> [What the task asks]: Extract every line below that contains the word "sample".

> [Given records]:
──────────

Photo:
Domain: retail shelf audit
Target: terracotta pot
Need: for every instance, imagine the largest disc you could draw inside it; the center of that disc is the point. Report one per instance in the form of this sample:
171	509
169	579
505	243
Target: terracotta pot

──────────

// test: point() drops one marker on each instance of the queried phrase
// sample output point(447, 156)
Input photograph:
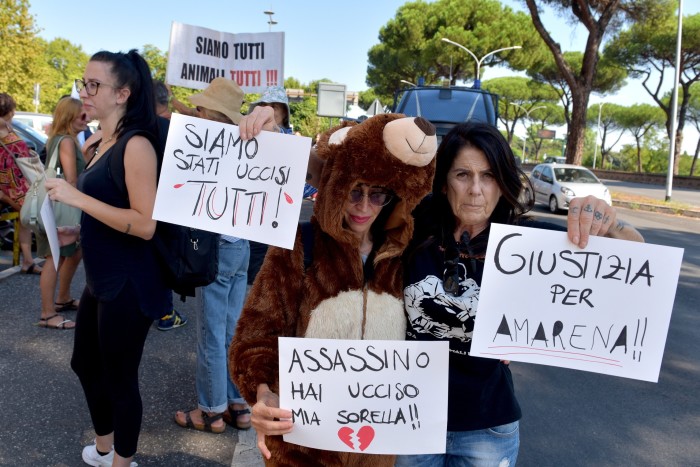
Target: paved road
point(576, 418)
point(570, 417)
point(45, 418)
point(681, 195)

──────────

> [Final answer]:
Need: for every instance, imagine the largest disc you could draw inside it; the center of that disc is the point. Report one per instance in the form of this sample:
// sample output point(447, 156)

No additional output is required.